WHAT YOU ARE ASKED TO DO: Retype every one of the rows below character for character, changing nothing.
━━ SUPPLIED MATERIAL ━━
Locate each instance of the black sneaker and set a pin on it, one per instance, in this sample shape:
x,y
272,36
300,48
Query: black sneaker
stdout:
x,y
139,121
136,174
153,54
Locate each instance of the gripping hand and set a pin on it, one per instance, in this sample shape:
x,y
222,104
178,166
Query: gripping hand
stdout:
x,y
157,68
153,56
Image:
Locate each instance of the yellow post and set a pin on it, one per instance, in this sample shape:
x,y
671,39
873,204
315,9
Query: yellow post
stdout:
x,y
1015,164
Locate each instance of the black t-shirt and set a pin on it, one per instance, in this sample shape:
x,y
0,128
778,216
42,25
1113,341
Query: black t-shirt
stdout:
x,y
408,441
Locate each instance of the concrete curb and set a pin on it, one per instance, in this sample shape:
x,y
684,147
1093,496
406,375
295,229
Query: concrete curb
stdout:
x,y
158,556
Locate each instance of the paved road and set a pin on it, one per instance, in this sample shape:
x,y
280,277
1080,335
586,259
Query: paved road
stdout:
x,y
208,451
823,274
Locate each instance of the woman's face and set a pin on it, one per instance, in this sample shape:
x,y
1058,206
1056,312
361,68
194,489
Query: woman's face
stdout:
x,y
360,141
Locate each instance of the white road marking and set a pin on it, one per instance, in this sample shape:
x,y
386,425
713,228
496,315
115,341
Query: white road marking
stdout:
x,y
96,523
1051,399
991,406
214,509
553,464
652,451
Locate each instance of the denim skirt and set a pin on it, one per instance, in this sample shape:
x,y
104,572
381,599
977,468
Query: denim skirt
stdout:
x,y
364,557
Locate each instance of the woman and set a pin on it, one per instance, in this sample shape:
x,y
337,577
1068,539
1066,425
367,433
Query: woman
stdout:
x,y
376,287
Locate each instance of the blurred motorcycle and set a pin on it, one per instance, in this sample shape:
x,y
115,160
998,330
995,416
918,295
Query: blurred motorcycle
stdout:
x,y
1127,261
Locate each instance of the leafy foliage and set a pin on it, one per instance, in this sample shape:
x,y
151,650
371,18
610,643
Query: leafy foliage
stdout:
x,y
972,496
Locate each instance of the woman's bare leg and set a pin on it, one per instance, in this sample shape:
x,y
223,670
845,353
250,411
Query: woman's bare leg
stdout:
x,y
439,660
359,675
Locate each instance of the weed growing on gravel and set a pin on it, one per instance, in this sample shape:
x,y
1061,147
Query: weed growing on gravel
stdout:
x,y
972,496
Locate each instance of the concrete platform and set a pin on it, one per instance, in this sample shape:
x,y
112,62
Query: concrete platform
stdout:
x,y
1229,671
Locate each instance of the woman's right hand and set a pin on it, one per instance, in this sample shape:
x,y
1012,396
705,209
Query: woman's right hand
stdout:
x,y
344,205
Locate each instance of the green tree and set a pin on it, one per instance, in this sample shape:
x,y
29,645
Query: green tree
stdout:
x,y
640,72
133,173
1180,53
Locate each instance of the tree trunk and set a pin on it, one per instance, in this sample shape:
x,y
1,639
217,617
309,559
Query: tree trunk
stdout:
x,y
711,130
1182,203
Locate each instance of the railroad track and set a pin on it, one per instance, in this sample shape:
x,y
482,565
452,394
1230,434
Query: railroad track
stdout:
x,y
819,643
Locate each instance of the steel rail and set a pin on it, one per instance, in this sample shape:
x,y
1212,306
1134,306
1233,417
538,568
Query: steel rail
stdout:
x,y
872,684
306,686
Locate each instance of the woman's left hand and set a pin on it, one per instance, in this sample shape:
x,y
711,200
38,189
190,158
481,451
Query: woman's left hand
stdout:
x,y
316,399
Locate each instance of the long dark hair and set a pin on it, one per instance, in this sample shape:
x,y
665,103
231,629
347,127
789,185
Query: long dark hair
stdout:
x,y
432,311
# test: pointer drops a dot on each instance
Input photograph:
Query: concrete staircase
━━━
SOLUTION TO THE PROBLEM:
Locate each instance of the black sneaker and set a pin on it, one per instance, in this sample shape:
x,y
272,36
300,48
Query: black sneaker
stdout:
x,y
139,121
136,174
153,54
Locate each instance of the gripping hand and set a pin on it, one per instance, in this sample shape:
x,y
222,104
178,166
Query: gripping hand
stdout:
x,y
157,68
153,56
Image:
Locate each instance of the yellow post and set a pin on it, one per instance, in this sample shape:
x,y
671,39
873,204
315,9
Query: yellow post
stdout:
x,y
1015,164
Locate each instance of the black t-shirt and set a pin on it, one per instance, in this sample shape:
x,y
0,128
778,216
42,25
1113,341
Query: black t-shirt
stdout:
x,y
408,441
Locate each instance of the concrete curb and set a pin on it, one per instance, in this sample shape:
x,y
684,147
1093,496
406,375
295,229
Query: concrete curb
stdout:
x,y
158,556
Locate each instance of the paved road and set a pin on it, one per instance, in this sample shape:
x,y
280,277
1080,335
586,259
Query: paved road
stdout:
x,y
208,451
823,274
Locate each instance of the woman's face and set a pin on it, one per instance, in this sample shape:
x,y
1058,206
1056,312
361,68
194,489
Query: woman's face
stdout:
x,y
360,141
Locate each instance of the white road marking and set a pin on it, one per instance, in this sample shape:
x,y
386,425
713,228
496,315
115,341
Query: white road marking
stdout:
x,y
96,523
1051,399
991,406
214,509
553,464
652,451
Locate each instance of the denim skirt and set a pin on it, one per instance, in this sample shape:
x,y
104,572
381,599
977,468
Query: denim skirt
stdout:
x,y
364,557
Locate each instance of the woman and set a pin on it, one per instance, in this sample shape:
x,y
337,577
1068,539
1066,425
367,433
Query: woman
stdout:
x,y
376,287
Locate each instance of the blurred motorcycle and set a pin on it, one per instance, in this sample shape:
x,y
115,160
998,330
995,416
918,295
Query: blurred motorcycle
stdout:
x,y
1127,261
Locate each instance of the leafy foliage and set a pin on it, one per instance, in this sample shape:
x,y
151,650
371,18
610,643
Query: leafy foliage
stdout:
x,y
972,496
Locate each instance of the woman's bare leg and set a pin on it, one per instance, in this sample shape:
x,y
223,670
845,353
250,411
Query: woman's bare leg
stdout:
x,y
439,660
359,675
Locate each instance of the weed growing on gravel and set a pin on it, one per instance, in this sample shape:
x,y
1061,147
Query: weed growing on gravel
stdout:
x,y
972,496
Locate each instance of the concrete platform and set a pin on it, one per instance, in this sample shape:
x,y
112,62
Query: concrete platform
stdout:
x,y
1229,671
Locate each instance of the woman's right hand and set a pin on it, one per instance, in this sample shape:
x,y
1012,396
705,209
Query: woman's right hand
stdout:
x,y
344,205
Locate each instance of the green tree and set a pin on it, one per instance, in this sample shape:
x,y
29,645
Query: green tree
stdout:
x,y
640,72
133,173
1180,53
Locate each instance of the tree trunk and set a pin on it, one per instance, in this sample shape:
x,y
1,639
217,617
309,559
Query: tree trunk
stdout:
x,y
711,130
1182,203
Locate each instance of the railroad track and set a pin on it, one per instance, in this sample shape:
x,y
482,565
452,394
1230,434
Query: railroad track
stdout:
x,y
819,643
Locate each instance of the steel rail and set a pin on it, one per instance, in this sample shape:
x,y
1212,306
1134,306
1233,417
538,568
Query: steel rail
stdout:
x,y
872,684
306,686
Locate each instance of the woman's left hand and set a pin on it, one per instance, in this sample shape:
x,y
711,200
38,189
190,158
481,451
Query: woman's left hand
stdout:
x,y
316,399
Locate each instance of the long dark hair and set a pin on it, one per instance, in this sample shape:
x,y
665,103
231,629
347,127
789,185
Query: long dark hair
stdout:
x,y
432,311
# test: pointer drops a dot on each instance
Input photograph:
Query: concrete staircase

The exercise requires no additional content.